WHAT YOU WILL DO
When a line of the entries contains the word "background", report that line.
········
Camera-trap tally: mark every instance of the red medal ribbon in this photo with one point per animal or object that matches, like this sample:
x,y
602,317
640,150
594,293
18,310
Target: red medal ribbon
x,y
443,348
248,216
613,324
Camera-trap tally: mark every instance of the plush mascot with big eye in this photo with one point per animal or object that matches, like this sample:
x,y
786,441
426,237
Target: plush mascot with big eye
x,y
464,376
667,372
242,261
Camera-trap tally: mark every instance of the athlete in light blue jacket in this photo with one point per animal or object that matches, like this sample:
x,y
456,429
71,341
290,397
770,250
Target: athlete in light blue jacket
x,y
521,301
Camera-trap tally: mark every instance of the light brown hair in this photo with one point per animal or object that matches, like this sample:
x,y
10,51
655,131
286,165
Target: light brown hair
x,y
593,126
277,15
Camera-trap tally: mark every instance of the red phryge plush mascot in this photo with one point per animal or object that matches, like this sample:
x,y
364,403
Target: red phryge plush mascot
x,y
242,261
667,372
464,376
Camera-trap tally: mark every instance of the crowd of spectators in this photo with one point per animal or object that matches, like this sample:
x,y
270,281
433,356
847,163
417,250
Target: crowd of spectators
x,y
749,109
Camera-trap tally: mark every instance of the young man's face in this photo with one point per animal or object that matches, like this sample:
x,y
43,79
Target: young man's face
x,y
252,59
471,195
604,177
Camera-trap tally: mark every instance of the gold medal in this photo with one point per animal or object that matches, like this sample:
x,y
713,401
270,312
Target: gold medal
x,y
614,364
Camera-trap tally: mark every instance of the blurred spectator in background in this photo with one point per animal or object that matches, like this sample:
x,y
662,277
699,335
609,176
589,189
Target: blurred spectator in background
········
SOLUTION FOR THIS EXERCISE
Camera-trap tally: mark every instance of the blurred spectator in background in this photo with one point per animal or object that matches, like this sample:
Target: blurred spectator in background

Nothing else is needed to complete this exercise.